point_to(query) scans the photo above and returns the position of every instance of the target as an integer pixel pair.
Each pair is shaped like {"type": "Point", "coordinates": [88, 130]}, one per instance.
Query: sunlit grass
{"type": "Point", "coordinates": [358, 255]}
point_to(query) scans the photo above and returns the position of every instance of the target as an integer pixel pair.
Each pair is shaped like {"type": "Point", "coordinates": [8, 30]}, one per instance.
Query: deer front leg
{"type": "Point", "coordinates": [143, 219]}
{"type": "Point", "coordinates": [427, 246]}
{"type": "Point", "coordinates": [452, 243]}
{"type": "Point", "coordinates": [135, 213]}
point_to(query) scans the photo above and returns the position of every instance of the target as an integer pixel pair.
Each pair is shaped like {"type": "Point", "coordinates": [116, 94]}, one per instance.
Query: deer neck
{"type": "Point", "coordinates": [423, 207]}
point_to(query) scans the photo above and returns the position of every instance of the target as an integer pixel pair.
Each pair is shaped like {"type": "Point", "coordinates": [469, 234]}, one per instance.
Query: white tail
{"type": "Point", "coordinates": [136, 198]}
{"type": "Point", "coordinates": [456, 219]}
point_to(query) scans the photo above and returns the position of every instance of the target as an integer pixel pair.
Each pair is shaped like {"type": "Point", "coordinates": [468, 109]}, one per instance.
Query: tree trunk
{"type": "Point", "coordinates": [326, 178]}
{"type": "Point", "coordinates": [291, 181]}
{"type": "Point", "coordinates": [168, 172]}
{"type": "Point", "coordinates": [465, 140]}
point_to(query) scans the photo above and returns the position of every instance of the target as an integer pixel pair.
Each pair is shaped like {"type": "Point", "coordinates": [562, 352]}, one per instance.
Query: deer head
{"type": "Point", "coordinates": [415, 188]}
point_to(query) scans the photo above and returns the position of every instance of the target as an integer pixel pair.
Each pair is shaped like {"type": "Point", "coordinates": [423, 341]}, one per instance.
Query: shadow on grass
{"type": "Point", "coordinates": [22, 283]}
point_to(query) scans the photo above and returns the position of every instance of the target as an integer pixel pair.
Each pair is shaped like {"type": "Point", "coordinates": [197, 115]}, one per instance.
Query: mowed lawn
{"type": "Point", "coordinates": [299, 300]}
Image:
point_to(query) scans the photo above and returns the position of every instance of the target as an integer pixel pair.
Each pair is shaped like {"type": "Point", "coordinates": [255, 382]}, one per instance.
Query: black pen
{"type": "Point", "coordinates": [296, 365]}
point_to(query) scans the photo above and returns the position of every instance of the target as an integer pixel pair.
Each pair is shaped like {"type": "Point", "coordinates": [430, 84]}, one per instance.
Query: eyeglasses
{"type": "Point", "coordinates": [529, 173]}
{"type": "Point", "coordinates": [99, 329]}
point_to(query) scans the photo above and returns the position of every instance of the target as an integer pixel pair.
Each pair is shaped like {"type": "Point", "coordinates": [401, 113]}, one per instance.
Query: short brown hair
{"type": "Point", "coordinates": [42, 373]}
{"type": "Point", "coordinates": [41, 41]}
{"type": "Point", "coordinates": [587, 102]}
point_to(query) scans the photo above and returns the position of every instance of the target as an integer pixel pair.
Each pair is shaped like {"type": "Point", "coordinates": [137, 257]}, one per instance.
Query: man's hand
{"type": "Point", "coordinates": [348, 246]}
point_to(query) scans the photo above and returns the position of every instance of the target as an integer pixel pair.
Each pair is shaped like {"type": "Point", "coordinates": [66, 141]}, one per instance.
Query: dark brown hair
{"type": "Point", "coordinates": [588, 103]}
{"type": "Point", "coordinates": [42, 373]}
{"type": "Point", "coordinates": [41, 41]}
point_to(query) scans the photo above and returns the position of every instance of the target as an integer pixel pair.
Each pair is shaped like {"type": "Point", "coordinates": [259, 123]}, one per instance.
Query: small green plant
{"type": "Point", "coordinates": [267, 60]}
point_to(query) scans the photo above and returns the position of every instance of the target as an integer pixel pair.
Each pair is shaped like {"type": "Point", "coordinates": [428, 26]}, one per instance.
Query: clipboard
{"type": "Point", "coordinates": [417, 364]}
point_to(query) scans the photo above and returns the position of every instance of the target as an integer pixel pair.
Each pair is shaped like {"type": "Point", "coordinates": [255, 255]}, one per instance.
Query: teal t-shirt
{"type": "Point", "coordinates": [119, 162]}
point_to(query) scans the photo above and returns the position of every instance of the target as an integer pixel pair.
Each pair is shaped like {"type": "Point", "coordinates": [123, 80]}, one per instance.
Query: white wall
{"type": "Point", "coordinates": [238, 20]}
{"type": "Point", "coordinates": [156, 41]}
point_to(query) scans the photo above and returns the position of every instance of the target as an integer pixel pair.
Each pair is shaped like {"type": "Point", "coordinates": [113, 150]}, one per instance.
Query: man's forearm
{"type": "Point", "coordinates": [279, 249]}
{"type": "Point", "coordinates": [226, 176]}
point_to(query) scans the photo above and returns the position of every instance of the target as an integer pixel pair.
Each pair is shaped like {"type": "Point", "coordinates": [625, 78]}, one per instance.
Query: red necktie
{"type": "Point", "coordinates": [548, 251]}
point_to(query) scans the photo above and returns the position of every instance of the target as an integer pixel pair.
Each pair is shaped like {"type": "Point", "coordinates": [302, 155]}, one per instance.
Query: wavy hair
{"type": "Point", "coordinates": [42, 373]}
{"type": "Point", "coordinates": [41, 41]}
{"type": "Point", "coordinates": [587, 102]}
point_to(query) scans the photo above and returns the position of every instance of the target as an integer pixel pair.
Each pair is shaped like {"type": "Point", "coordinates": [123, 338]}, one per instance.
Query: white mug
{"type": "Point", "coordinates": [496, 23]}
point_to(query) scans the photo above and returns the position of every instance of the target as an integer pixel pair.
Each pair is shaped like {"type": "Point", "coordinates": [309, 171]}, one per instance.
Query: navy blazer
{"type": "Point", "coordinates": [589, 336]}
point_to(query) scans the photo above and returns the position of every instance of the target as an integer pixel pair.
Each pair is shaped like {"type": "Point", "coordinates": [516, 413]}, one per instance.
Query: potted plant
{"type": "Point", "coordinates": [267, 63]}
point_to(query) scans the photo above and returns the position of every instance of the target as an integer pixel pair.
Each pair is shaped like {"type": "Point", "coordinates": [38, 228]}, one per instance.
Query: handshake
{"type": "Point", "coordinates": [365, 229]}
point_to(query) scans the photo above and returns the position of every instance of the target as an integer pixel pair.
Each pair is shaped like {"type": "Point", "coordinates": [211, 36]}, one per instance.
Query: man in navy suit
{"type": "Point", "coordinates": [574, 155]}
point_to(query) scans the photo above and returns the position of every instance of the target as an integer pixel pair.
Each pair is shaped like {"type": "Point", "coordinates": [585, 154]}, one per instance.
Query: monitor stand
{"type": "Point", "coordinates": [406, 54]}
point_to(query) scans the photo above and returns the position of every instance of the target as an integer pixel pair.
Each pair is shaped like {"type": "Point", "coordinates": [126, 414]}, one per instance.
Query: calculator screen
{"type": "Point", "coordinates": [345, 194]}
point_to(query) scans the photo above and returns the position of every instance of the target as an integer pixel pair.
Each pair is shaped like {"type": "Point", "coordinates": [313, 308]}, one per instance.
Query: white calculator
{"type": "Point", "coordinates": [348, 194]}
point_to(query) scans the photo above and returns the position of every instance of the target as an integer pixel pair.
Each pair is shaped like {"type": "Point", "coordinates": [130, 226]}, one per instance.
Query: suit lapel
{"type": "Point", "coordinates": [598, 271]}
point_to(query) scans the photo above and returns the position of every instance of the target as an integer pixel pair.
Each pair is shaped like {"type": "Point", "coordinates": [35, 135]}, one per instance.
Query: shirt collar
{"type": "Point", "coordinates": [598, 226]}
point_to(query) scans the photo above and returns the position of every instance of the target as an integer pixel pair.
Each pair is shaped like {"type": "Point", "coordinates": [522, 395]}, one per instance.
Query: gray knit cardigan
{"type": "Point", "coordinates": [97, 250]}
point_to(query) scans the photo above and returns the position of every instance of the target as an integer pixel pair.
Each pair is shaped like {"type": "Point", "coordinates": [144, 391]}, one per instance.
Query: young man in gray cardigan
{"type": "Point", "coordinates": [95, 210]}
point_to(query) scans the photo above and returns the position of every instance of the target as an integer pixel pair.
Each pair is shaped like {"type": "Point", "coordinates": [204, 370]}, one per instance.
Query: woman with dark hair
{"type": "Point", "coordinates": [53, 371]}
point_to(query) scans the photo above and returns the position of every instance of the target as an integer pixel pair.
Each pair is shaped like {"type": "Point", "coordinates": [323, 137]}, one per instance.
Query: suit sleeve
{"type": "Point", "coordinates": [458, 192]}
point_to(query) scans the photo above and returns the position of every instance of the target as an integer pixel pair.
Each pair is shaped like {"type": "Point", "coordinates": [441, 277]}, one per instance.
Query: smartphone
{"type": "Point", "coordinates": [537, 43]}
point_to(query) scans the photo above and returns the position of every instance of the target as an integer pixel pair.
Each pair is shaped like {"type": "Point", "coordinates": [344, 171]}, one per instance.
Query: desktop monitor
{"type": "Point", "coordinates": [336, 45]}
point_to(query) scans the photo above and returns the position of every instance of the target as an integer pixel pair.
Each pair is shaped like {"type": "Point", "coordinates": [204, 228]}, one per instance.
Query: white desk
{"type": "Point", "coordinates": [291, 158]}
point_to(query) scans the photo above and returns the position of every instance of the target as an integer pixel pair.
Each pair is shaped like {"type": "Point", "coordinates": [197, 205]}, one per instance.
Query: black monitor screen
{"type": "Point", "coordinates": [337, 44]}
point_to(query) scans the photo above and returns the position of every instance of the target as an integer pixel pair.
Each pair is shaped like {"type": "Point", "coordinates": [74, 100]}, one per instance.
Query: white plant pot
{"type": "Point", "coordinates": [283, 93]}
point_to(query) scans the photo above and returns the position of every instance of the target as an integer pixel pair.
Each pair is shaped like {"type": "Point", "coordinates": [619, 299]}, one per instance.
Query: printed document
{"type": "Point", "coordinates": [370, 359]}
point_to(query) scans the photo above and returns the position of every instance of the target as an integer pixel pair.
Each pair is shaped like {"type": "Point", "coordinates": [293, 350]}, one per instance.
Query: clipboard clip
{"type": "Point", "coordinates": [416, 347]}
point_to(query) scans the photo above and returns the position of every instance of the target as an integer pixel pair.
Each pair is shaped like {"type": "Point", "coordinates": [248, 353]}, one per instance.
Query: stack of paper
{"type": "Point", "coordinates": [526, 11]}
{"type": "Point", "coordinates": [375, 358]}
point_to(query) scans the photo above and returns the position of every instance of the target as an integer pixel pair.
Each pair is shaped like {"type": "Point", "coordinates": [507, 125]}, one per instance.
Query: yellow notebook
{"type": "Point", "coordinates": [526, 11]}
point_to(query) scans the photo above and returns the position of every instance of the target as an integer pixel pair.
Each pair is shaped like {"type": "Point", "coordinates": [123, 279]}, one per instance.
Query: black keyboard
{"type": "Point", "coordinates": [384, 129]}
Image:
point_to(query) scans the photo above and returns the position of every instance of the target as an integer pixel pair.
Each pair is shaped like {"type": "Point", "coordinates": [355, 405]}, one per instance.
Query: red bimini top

Problem statement —
Pull out every line in the listing above that contains the string "hair", copying each one in full.

Exercise result —
Query: short brown hair
Query: dark brown hair
Query: wavy hair
Query: woman with dark hair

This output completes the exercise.